__YOUR ASSIGNMENT__.
Answer these questions from the account of the ICU transfer below:
(a) How long did the day-shift orientation last?
(b) How many weeks of orientation were spent on night shift?
(c) What position does the one male RN in the ICU hold?

__DOCUMENT TEXT__.
===============

Published
I transferred to my hospital's ICU/CCU at the end of February. Anytime a nurse transfers departments, they evaluate you at 45 and 90 days after you started the new job. I've been an RN for 5 years with 4 years of med-surg experience. I started off my orientation on day shift(7a-7p) for 6 weeks. My 45 days were up on April 12th. I had my eval and it was good! They pointed out a few minor things that I need to work on.
April 16th, I went to night shift(7p-7a) for 3 weeks of orientation. Night shift has no official preceptor so I had two different Senior RN's precept me while on nights. Before I started my night shift orientation, my head nurse "warned" me that the night shift crew can be difficult at times but that I needed to "earn my stripes" so to speak. My head nurse has been on medical leave since April 1st and won't be back until the middle of July/beginning of August. Well, almost all of the night shift crew is female. There is one male RN in my ICU and he is the Assistant Head nurse on night shift. Excellent critical care RN. I figured that I would have the most difficulties with him. WRONG!!!

===============

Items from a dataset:
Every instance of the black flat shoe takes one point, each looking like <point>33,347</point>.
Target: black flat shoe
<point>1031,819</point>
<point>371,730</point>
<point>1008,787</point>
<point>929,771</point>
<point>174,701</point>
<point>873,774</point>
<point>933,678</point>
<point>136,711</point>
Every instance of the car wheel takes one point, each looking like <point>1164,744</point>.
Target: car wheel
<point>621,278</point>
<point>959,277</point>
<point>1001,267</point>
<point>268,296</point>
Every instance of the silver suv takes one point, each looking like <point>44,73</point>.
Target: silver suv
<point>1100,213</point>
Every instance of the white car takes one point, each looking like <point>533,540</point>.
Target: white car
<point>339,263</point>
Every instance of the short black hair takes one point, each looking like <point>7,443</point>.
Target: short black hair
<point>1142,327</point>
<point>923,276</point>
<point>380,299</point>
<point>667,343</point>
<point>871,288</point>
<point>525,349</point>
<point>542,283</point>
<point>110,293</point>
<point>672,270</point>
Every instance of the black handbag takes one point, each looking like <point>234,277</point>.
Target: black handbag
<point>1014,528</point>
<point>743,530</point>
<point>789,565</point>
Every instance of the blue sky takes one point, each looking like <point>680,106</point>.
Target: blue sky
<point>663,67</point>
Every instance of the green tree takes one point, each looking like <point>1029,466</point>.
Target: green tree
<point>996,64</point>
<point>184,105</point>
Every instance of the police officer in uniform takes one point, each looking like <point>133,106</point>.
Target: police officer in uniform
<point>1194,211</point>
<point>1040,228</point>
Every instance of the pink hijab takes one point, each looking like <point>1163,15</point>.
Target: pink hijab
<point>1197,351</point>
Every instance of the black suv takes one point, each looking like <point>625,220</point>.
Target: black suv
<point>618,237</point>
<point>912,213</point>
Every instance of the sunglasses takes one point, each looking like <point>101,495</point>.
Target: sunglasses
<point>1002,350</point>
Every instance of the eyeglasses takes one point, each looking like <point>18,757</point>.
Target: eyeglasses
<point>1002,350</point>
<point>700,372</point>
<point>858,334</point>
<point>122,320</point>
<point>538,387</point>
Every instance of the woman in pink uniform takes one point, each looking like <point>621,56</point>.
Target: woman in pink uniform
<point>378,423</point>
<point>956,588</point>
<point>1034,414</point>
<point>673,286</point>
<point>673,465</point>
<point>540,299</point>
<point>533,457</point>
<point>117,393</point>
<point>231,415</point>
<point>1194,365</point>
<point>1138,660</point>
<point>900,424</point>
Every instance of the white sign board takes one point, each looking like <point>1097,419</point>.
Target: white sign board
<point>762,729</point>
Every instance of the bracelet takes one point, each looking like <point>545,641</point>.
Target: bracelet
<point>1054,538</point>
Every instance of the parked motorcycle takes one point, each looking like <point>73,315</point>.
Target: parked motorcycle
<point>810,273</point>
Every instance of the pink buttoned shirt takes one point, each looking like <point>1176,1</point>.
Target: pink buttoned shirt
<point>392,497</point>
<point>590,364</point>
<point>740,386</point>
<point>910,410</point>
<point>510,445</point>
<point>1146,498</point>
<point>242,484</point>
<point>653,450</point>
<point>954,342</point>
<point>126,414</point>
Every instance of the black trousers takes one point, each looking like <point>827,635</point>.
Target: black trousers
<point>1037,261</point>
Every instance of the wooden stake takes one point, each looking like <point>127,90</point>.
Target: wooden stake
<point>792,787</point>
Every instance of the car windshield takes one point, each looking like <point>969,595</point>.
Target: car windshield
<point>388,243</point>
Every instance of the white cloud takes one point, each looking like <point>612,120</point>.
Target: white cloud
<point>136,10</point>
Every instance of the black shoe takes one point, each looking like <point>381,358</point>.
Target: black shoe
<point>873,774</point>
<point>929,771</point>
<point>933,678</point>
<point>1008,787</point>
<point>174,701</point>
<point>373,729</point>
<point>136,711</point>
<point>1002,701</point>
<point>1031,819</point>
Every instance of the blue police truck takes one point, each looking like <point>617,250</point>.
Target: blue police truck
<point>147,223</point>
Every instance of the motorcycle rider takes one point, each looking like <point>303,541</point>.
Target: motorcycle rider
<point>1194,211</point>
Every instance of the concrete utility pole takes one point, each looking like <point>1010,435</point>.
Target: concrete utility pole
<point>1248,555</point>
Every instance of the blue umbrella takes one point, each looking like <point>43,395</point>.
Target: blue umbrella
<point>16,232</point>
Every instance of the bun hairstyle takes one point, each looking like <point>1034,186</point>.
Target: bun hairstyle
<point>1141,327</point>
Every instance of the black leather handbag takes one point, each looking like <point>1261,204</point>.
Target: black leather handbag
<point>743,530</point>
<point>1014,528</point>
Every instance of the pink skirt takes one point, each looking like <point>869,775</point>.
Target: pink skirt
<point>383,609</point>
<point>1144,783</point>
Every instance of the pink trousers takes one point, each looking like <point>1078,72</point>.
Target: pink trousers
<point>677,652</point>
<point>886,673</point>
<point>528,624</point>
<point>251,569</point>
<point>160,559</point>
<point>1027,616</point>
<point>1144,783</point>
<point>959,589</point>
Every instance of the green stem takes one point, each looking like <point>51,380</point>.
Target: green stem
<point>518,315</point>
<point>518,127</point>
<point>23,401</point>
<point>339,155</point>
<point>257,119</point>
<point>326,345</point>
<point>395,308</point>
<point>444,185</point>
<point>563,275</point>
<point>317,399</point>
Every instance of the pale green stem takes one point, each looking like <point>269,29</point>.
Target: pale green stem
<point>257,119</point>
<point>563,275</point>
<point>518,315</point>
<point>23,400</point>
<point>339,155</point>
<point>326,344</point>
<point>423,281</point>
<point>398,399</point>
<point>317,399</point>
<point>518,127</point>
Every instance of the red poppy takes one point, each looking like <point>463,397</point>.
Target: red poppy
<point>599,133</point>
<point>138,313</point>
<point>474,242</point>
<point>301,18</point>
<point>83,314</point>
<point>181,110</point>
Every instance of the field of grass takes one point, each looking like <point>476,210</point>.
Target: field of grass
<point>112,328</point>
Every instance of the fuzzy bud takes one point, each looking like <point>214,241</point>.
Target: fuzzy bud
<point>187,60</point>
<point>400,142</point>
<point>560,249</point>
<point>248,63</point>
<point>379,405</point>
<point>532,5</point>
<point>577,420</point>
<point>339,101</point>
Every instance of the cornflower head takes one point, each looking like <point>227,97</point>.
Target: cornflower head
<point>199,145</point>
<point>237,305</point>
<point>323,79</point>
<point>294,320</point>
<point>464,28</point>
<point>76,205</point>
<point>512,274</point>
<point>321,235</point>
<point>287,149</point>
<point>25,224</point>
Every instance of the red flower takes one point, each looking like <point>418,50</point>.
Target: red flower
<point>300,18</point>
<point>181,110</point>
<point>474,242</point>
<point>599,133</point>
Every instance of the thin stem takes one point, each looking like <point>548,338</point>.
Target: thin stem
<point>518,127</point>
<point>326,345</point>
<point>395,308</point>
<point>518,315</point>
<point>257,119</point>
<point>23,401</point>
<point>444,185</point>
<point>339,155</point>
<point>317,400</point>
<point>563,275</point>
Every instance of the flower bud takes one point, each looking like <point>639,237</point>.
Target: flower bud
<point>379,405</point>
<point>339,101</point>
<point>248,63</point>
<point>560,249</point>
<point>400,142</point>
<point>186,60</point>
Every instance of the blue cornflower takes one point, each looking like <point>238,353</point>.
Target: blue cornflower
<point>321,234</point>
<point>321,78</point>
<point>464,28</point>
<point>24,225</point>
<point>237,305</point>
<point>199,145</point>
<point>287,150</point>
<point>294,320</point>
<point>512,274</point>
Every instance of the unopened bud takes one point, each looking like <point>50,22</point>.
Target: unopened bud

===============

__TASK OUTPUT__.
(a) 6 weeks
(b) 3 weeks
(c) Assistant Head nurse on night shift